Task:
Copy every row from the one containing "Task: place one keypoint on every instance of the green" through the end of the rows, swapping "elk" for "deer" and leaving everything else unchanged.

Data listing:
****************************************
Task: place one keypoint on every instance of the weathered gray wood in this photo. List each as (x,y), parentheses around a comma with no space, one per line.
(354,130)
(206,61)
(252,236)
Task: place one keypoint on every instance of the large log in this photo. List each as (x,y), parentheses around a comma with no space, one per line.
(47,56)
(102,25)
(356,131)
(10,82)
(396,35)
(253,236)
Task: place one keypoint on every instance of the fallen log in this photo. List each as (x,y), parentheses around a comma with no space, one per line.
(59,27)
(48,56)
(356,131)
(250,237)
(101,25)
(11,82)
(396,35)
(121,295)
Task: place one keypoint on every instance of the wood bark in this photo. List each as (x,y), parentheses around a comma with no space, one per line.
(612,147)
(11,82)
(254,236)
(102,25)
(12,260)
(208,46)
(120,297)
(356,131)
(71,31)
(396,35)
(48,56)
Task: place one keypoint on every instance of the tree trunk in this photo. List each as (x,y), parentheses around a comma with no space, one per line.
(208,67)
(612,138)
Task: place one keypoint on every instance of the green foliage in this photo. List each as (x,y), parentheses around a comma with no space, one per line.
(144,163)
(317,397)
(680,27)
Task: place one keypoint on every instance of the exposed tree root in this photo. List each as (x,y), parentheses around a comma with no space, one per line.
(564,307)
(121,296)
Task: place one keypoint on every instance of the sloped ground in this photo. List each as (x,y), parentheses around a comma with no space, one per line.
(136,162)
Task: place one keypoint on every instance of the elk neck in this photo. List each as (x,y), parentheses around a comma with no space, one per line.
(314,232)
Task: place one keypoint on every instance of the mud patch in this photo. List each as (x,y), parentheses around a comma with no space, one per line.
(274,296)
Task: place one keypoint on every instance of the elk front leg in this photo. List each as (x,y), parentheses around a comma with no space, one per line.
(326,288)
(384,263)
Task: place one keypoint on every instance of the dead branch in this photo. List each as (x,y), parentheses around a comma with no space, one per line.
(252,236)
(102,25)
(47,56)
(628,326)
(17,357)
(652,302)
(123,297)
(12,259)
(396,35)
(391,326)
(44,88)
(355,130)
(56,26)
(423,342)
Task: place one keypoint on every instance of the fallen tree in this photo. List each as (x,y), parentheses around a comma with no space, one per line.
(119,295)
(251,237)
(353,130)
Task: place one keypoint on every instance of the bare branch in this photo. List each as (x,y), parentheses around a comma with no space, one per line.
****************************************
Written response:
Task: place one keypoint on every instance of the green foliage in this photo. List each as (x,y), parentheses around a comma with no space, one per line.
(144,163)
(317,397)
(680,27)
Task: place one keypoint on every instance of the exposed tree root in this photo. List each as (x,y), parentheses around a comma with no space, one per line.
(564,307)
(121,296)
Task: place one keypoint on every instance of the sloped ground in this photo. List each as (x,y), parentheses around a comma with no space, one per line.
(136,162)
Task: place one keypoint on every instance of the deer neck in this photo. List each as (x,y), parentheses around a comma with no space, one per line.
(314,232)
Task: place one keypoint on every instance of the mud patch in this photo. List each as (x,y), parentheses around a comma with no space, one per line.
(274,296)
Task: place one keypoint on every instance of the deer front leg in this photo. List each as (x,y), parentheses around a comma with no space, one per line.
(326,288)
(384,263)
Task: place one keypoint on every instance of the dead branch in this photo. List each as (x,y), parentheses around a comma with no space, one per line.
(252,236)
(102,25)
(47,56)
(628,326)
(17,357)
(652,302)
(123,297)
(12,259)
(396,35)
(391,326)
(44,88)
(355,130)
(56,26)
(423,342)
Task: place one keypoint on every instance of the fallen tree in this photo. List each as (x,y), parentheses around a comma with no space, one per line.
(119,295)
(251,237)
(353,130)
Task: place one keypoint on every instance of the bare branch in this photo. List each as (x,y), parentheses around a comma with no space, one per line.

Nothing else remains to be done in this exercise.